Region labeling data
■ ■ ■ ■ ■ ■ ■

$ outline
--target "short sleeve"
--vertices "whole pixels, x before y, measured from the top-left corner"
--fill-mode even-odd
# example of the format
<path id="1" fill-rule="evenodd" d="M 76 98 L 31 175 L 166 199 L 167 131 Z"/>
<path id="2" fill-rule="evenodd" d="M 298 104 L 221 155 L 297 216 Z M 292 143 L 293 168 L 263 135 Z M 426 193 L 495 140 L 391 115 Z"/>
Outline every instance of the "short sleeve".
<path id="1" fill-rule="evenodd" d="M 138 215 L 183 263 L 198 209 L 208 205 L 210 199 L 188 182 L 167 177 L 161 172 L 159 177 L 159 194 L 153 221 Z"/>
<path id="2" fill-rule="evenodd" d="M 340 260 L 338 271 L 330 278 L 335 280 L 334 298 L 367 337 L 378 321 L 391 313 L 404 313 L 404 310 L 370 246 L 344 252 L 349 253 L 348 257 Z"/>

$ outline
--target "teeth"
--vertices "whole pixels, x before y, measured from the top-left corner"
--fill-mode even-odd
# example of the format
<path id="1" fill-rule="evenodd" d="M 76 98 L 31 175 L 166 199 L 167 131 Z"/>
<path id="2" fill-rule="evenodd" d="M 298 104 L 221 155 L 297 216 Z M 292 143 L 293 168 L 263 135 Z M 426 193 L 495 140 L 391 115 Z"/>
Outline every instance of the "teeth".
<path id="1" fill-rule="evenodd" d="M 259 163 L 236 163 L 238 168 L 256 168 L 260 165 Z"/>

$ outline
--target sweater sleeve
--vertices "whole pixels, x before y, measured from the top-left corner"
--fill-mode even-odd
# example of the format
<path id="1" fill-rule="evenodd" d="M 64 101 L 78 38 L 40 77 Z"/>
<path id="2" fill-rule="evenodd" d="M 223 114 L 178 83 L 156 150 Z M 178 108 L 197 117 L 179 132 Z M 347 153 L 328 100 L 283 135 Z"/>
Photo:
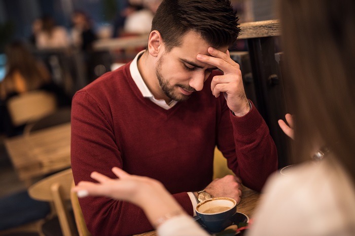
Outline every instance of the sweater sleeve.
<path id="1" fill-rule="evenodd" d="M 114 132 L 113 122 L 104 105 L 85 91 L 77 92 L 72 108 L 71 161 L 76 184 L 94 181 L 90 175 L 97 171 L 117 178 L 112 167 L 123 168 L 122 154 Z M 190 215 L 192 203 L 187 193 L 173 195 Z M 126 202 L 105 197 L 79 199 L 88 229 L 93 235 L 129 235 L 153 229 L 143 211 Z"/>
<path id="2" fill-rule="evenodd" d="M 278 168 L 277 151 L 269 128 L 253 104 L 250 112 L 240 117 L 233 115 L 226 105 L 224 107 L 218 131 L 219 148 L 227 158 L 228 167 L 240 177 L 243 184 L 260 192 Z M 232 133 L 226 124 L 230 123 L 227 119 L 232 122 Z M 234 144 L 231 144 L 233 138 Z"/>

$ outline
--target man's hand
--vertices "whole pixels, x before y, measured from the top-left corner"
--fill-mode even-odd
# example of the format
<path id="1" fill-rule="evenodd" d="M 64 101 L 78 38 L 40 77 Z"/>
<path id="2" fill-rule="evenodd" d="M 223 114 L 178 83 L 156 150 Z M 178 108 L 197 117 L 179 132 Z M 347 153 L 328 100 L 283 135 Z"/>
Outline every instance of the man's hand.
<path id="1" fill-rule="evenodd" d="M 209 47 L 211 56 L 198 54 L 196 59 L 201 62 L 217 67 L 223 75 L 215 76 L 211 83 L 212 93 L 216 97 L 223 92 L 229 109 L 237 116 L 242 116 L 250 110 L 249 101 L 244 90 L 239 65 L 231 59 L 229 52 L 224 53 Z"/>
<path id="2" fill-rule="evenodd" d="M 236 201 L 237 204 L 238 204 L 240 202 L 242 189 L 243 186 L 238 177 L 228 175 L 223 178 L 215 179 L 204 188 L 204 190 L 214 198 L 231 198 Z"/>

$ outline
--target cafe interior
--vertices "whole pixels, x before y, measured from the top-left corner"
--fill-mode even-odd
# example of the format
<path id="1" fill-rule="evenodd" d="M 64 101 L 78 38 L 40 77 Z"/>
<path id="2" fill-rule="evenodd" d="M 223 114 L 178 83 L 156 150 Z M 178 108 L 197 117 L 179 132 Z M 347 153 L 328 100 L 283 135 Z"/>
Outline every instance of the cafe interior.
<path id="1" fill-rule="evenodd" d="M 277 120 L 292 111 L 286 105 L 290 87 L 281 74 L 279 22 L 272 1 L 231 2 L 242 33 L 230 49 L 231 58 L 240 65 L 247 97 L 269 127 L 280 170 L 292 164 L 291 140 Z M 145 49 L 150 25 L 130 17 L 144 11 L 140 17 L 150 19 L 159 2 L 0 0 L 0 82 L 9 61 L 6 49 L 20 41 L 56 88 L 53 93 L 33 89 L 2 99 L 0 210 L 9 212 L 0 219 L 0 235 L 90 235 L 78 197 L 70 192 L 70 101 L 77 91 Z M 60 34 L 51 42 L 41 38 L 48 19 L 63 33 L 62 39 Z M 86 26 L 85 37 L 78 36 L 80 24 Z M 214 168 L 214 178 L 232 173 L 217 148 Z M 238 211 L 252 217 L 259 197 L 245 187 Z"/>

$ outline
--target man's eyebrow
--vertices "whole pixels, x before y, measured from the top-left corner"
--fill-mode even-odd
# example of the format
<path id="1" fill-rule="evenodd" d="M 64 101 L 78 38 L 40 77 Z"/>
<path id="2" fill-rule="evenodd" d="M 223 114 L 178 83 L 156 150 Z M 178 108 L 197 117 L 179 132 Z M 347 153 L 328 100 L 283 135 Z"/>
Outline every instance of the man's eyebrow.
<path id="1" fill-rule="evenodd" d="M 197 64 L 195 63 L 194 62 L 192 62 L 192 61 L 189 61 L 189 60 L 187 60 L 187 59 L 185 59 L 185 58 L 181 58 L 180 60 L 182 60 L 182 61 L 183 61 L 184 62 L 186 63 L 187 63 L 187 64 L 188 64 L 191 65 L 191 66 L 193 66 L 193 67 L 197 67 L 198 68 L 203 69 L 203 66 L 199 66 L 198 65 L 197 65 Z M 218 69 L 218 68 L 217 67 L 213 67 L 213 68 L 208 68 L 208 70 L 217 70 Z"/>

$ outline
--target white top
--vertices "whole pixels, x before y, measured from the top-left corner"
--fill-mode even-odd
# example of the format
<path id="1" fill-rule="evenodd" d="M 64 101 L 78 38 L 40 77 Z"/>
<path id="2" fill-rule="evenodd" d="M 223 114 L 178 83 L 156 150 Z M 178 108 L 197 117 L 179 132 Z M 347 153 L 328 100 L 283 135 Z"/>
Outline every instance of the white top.
<path id="1" fill-rule="evenodd" d="M 337 164 L 326 161 L 270 177 L 248 236 L 355 235 L 355 191 Z"/>
<path id="2" fill-rule="evenodd" d="M 338 164 L 305 164 L 274 174 L 264 188 L 248 236 L 355 235 L 355 188 Z M 192 218 L 179 216 L 157 229 L 161 236 L 207 235 Z"/>

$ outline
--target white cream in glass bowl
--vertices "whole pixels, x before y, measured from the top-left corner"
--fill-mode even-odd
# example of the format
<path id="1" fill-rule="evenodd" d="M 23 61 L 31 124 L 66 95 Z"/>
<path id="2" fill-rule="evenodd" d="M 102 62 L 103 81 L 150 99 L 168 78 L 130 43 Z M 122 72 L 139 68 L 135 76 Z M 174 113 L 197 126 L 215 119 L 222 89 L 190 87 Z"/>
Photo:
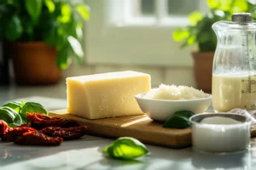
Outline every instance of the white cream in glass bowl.
<path id="1" fill-rule="evenodd" d="M 212 95 L 186 86 L 161 84 L 148 93 L 135 96 L 141 110 L 154 121 L 166 122 L 176 111 L 205 112 Z"/>
<path id="2" fill-rule="evenodd" d="M 245 150 L 250 144 L 251 120 L 230 113 L 205 113 L 189 119 L 196 151 L 226 154 Z"/>

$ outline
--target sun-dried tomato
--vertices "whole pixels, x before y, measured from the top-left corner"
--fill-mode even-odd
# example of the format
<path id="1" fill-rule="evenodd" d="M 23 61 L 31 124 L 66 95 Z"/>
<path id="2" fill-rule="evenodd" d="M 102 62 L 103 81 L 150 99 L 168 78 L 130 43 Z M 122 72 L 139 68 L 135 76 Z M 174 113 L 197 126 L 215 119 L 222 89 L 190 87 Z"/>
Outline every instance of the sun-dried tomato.
<path id="1" fill-rule="evenodd" d="M 0 138 L 6 133 L 7 126 L 8 124 L 4 121 L 0 120 Z"/>
<path id="2" fill-rule="evenodd" d="M 37 132 L 37 130 L 28 127 L 9 128 L 6 134 L 3 137 L 3 140 L 13 142 L 17 137 L 22 136 L 24 133 L 27 132 Z"/>
<path id="3" fill-rule="evenodd" d="M 72 119 L 49 117 L 38 113 L 31 114 L 27 112 L 26 115 L 31 122 L 31 127 L 38 130 L 46 127 L 71 128 L 79 126 L 76 121 Z"/>
<path id="4" fill-rule="evenodd" d="M 39 132 L 28 132 L 15 139 L 15 143 L 21 145 L 60 145 L 63 139 L 49 137 Z"/>
<path id="5" fill-rule="evenodd" d="M 61 128 L 60 127 L 48 127 L 40 130 L 44 134 L 51 137 L 61 137 L 64 140 L 77 139 L 88 133 L 88 126 Z"/>
<path id="6" fill-rule="evenodd" d="M 44 134 L 46 134 L 48 136 L 51 136 L 54 132 L 61 130 L 61 127 L 46 127 L 43 128 L 42 130 L 39 130 L 38 132 L 43 133 Z"/>
<path id="7" fill-rule="evenodd" d="M 30 122 L 24 123 L 24 124 L 21 124 L 20 127 L 31 127 L 31 123 Z"/>

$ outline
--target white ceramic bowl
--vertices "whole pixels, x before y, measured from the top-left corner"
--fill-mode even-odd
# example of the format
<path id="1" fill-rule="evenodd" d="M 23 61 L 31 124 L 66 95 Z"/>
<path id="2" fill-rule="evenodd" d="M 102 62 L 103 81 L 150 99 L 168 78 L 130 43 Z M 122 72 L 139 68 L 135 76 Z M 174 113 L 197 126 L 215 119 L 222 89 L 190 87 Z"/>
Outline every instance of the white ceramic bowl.
<path id="1" fill-rule="evenodd" d="M 141 110 L 148 113 L 151 119 L 166 121 L 176 111 L 189 110 L 195 114 L 203 113 L 212 102 L 212 95 L 206 94 L 206 98 L 191 100 L 166 100 L 144 99 L 147 93 L 135 96 Z"/>

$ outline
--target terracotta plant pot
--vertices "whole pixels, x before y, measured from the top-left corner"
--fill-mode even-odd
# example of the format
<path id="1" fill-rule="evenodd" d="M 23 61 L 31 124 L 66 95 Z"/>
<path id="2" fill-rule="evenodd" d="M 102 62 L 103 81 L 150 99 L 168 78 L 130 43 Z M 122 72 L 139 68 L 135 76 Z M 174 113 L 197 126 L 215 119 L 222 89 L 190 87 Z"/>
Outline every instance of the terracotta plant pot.
<path id="1" fill-rule="evenodd" d="M 192 56 L 197 88 L 211 94 L 214 52 L 192 52 Z"/>
<path id="2" fill-rule="evenodd" d="M 60 81 L 55 48 L 43 42 L 11 42 L 9 47 L 18 84 L 49 85 Z"/>

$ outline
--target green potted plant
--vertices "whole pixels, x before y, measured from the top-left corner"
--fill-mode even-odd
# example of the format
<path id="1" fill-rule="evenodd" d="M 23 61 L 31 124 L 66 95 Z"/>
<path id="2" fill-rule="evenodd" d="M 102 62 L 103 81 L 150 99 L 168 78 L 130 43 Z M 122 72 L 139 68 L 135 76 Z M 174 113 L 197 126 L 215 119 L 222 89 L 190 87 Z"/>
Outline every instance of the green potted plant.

■ ■ ■ ■ ■ ■ ■

TASK REQUIREMENTS:
Turn the data from its beginning through the line containing "340 260 L 338" into a two-column CSV with the columns input and output. Make one row for each block, with its text under input and its answer under output, put each field in quotes, and replace line breaks with spaces.

FINISHED TASK:
input,output
"$ outline --target ""short sleeve"" --vertices ""whole pixels, x before y, measured from the top-left corner"" --fill-mode even-odd # example of the format <path id=""1"" fill-rule=""evenodd"" d=""M 76 98 L 31 175 L 166 199 L 167 131 Z""/> <path id=""2"" fill-rule=""evenodd"" d=""M 298 104 L 221 155 L 297 216 Z M 292 143 L 293 168 L 263 135 Z M 426 193 L 495 140 L 391 115 Z""/> Outline every instance of the ""short sleeve"".","<path id=""1"" fill-rule=""evenodd"" d=""M 138 215 L 183 263 L 198 209 L 208 205 L 210 199 L 188 182 L 167 177 L 161 172 L 159 177 L 159 194 L 153 221 Z""/> <path id=""2"" fill-rule=""evenodd"" d=""M 340 260 L 338 271 L 330 278 L 335 280 L 334 298 L 367 337 L 378 321 L 391 313 L 404 313 L 404 310 L 370 246 L 344 252 L 349 253 L 348 257 Z""/>"